* _WHAT NEEDS TO BE DONE_: Please continue the boxing broadcasting interview below, starting after its last sentence.

* _TEXT PROVIDED_:
========================================

On Usyk vs Joshua 2 winding up on DAZN in the UK
“We’re not quite at that stage of the conversation yet. … When it’s all sorted they’ll come back to the broadcast market, to us and Sky Sports and the rest of the UK market. We’ll be involved in that conversation, I like to think we’ll be competitive. We’re obviously going to do our homework and plan for that. But AJ, a bit like Canelo, is a transcendent star. He’s a guy who my parents would want to watch, and they’re not traditional fight fans. He has that appeal, Canelo has that, there are very few who do. Katie Taylor has it in Ireland. We want to be in business with those kinds of people, obviously.”
On doing business in boxing
“Boxing as a whole is a soap opera. There are very few sports where the deal-making is as relevant to the fan base as it is in boxing. Boxing fans are really smart as to how the business of their sport works. … They understand it. They understand what moves the needle for broadcasters, they care about how many pay-per-view buys we do next weekend versus what Showtime have done previously. They love that and it’s part of the drama of all of it, which makes it very unique.
“I think MMA is the only other sport that has that. Soccer fans care about the ownership of their clubs and NFL fans are similar, but that they’re not that involved in the details of trade contact points and all that stuff. … No one’s having a go at the owner of an NFL team because ESPN or FOX did a bad number. It’s part of boxing, it’s unique, and one of the things we’ve learned in the past four or five years.”
On what he might want to take from MMA or UFC in boxing
“I think MMA does a better job, particularly the UFC, in matchmaking. We have to cut through a lot of politics to even get into conversations. We’re part of the problem, we’re also trying to be part of the solution. Fighters and promoters having exclusive network deals means that extricating fighters from those to go and fight other guys they should be fighting, that fans want to see them fight, is very, very difficult.

========================================

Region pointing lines
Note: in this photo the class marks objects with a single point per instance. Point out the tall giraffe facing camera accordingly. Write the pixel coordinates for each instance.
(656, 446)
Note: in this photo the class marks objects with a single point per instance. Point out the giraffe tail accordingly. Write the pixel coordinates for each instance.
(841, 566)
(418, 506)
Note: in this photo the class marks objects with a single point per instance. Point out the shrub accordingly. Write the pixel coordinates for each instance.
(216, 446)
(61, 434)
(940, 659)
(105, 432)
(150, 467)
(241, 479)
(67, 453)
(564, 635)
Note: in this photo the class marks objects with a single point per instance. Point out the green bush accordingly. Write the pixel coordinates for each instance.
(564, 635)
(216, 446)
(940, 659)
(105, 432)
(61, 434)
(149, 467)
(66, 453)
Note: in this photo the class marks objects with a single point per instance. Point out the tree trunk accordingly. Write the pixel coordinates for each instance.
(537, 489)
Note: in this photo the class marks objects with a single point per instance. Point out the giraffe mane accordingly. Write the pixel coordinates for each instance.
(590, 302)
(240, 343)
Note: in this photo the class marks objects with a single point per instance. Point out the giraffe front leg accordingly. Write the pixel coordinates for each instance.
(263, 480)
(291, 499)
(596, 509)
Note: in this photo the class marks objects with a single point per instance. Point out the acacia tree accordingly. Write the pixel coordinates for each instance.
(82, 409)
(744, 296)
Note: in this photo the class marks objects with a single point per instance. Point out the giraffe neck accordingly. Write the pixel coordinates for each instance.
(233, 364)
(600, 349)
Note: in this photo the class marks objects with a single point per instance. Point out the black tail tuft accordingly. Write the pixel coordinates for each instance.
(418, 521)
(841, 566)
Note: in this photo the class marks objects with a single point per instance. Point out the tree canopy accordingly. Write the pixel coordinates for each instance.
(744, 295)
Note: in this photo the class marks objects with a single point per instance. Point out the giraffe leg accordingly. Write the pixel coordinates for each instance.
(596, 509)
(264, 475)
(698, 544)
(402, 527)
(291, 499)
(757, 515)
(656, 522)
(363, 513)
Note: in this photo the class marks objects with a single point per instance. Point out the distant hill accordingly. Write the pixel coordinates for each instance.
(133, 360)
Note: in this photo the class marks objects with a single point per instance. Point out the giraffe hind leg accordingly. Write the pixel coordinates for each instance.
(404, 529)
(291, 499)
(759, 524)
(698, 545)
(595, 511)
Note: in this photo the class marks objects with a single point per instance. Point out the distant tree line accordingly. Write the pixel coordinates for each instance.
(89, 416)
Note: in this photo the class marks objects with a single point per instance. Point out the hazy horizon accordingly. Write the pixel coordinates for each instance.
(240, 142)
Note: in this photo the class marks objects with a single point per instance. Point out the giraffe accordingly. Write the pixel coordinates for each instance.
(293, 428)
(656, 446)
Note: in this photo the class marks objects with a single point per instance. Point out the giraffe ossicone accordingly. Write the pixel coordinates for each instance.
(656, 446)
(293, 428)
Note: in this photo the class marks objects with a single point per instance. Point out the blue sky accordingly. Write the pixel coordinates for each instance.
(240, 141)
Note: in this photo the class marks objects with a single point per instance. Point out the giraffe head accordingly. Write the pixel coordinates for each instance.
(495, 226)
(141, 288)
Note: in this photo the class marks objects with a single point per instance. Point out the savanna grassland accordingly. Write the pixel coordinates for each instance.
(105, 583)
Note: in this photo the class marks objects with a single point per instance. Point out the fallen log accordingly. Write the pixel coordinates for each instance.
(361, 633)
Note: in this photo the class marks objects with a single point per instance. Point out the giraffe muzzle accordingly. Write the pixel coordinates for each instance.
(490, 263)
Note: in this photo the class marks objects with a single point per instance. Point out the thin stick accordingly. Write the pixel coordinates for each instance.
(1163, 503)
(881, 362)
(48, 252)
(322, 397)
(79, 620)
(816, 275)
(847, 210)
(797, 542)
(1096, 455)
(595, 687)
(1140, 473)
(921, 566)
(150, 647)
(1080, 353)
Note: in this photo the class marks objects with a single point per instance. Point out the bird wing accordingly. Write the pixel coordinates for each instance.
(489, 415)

========================================

* _ANSWER SECTION_:
“UFC, for obvious reasons, does not have that problem, and I think that helps the fans see the fight they want to see. Dana and his team can say, ‘You’re fighting him,’ or, ‘She’s fighting her’ — get on with it. It gets scheduled and it allows them to plan their schedule better, it allows them to invest more confidently, all of that makes the sport better.
“I would love to see boxing get out of its own way, cut through its own BS at times, frankly, and make that happen. We are trying to be very open door. The situation with Devin Haney is a good example. We’ve had a long-term relationship with him, we could have locked him into longer-term relationships, we chose not to do that, in part because we think there’s a flexibility and a freedom to allowing him to fight off-platform.
“I think boxing is very hard — the perfect solution doesn’t exist, there’s not a silver bullet to do it. But to have the foliage of fight-making and matchmaking cleared, so the best fights can happen more quickly would be fantastic. There’s not many pound-for-pound, top fights that would get made as easily as Taylor-Serrano. Men’s boxing is harder than women’s boxing, and I think that is the fundamental problem in boxing today.”